● **TEXT FOR ANALYSIS**:
Unguarded use of the Internet can be tremendously damaging to your staff and congregation. With all the focus on fall ministries gearing up, it’s easy for church leaders to overlook the need to make sure their church’s Internet use policy is thorough and that their system is secure and up to date.
It’s essential that your church have a policy in place that protects people and guards confidential information while allowing access to the Internet’s benefits.
The prudent sees danger and hides himself, but the simple go on and suffer for it. –Proverbs 22:3 & 27:12, ESV
Failing to respond to the dangers the Internet presents is like having no locks on your church doors, filing cabinets, or desk drawers. Not very prudent. A smart Internet policy can help prevent a lot of headaches for church leaders and staff.
Review staff and volunteer background checks
Security starts with having the right people in positions of trust. Your church should require background checks of both staff and volunteers, especially if they work with minors or have access to finances or sensitive, confidential information.

● **EXERCISES TO COMPLETE**:
[a] List every item that the passage on church Internet use policy says would be left without locks in its comparison about failing to respond to the dangers of the Internet.
[b] Reproduce the passage on church Internet use policy between "It’s essential that" and "sensitive, confidential information.", inclusive.

● **EXCERPTED RECORDS**:
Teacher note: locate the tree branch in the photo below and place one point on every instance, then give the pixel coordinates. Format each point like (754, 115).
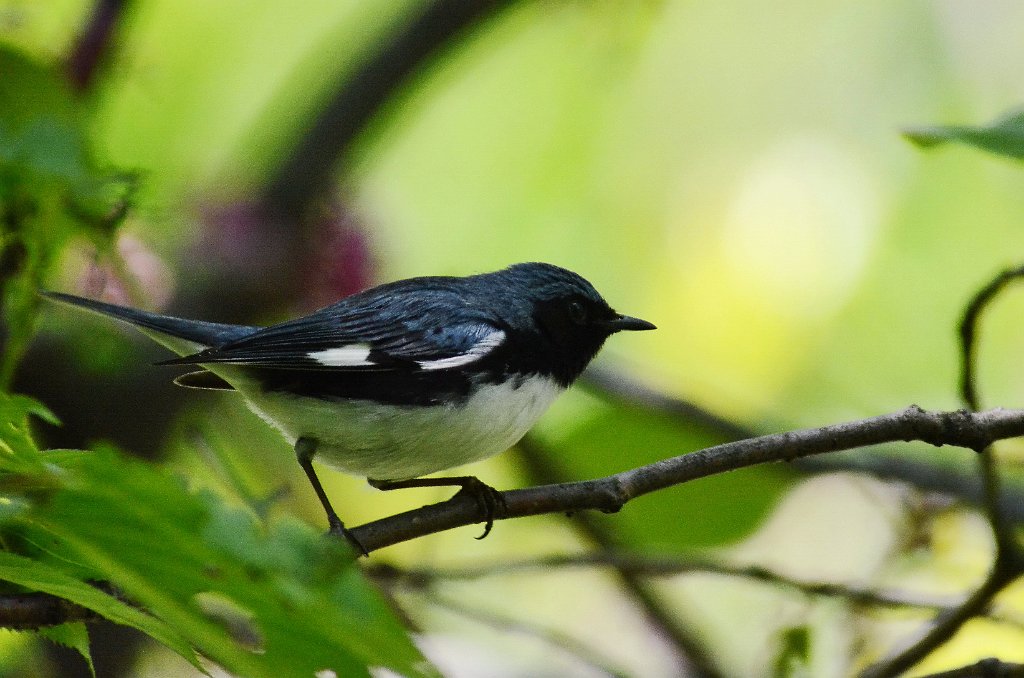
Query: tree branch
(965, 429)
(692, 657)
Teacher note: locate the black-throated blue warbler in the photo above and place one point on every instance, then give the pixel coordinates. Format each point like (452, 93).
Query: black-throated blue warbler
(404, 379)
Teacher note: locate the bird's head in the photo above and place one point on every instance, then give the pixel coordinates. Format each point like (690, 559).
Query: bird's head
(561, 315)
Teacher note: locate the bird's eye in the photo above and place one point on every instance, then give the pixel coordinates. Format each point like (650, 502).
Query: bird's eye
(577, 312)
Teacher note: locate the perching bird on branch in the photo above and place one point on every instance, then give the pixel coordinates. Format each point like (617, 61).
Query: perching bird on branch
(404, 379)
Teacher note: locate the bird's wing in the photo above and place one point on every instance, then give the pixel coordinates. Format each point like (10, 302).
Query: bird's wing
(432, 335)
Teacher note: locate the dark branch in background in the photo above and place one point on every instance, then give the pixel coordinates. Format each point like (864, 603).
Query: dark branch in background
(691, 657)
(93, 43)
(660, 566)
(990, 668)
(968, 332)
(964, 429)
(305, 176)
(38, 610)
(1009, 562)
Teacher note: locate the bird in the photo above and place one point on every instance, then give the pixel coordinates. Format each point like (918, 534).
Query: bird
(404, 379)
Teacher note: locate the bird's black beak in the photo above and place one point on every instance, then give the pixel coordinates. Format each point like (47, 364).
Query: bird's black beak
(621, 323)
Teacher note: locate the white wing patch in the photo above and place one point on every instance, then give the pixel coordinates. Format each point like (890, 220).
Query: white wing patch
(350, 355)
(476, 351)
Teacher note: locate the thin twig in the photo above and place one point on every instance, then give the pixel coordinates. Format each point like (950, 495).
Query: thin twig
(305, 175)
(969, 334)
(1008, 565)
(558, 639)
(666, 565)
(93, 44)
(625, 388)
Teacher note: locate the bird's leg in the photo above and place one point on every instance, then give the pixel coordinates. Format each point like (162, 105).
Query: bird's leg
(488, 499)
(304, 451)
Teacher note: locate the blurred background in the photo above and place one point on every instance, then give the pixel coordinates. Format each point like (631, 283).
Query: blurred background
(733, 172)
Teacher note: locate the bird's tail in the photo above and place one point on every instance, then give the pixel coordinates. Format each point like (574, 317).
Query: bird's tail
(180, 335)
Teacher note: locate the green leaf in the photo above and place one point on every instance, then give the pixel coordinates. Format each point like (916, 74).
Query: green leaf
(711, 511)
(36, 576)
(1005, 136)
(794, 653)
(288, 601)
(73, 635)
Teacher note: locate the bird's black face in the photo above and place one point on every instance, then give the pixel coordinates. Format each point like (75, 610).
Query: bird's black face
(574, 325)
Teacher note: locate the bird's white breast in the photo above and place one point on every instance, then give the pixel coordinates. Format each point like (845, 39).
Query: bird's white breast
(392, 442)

● **SOLUTIONS TO THE TASKS**:
[a] church doors, filing cabinets, desk drawers

[b]
It’s essential that your church have a policy in place that protects people and guards confidential information while allowing access to the Internet’s benefits.
The prudent sees danger and hides himself, but the simple go on and suffer for it. –Proverbs 22:3 & 27:12, ESV
Failing to respond to the dangers the Internet presents is like having no locks on your church doors, filing cabinets, or desk drawers. Not very prudent. A smart Internet policy can help prevent a lot of headaches for church leaders and staff.
Review staff and volunteer background checks
Security starts with having the right people in positions of trust. Your church should require background checks of both staff and volunteers, especially if they work with minors or have access to finances or sensitive, confidential information.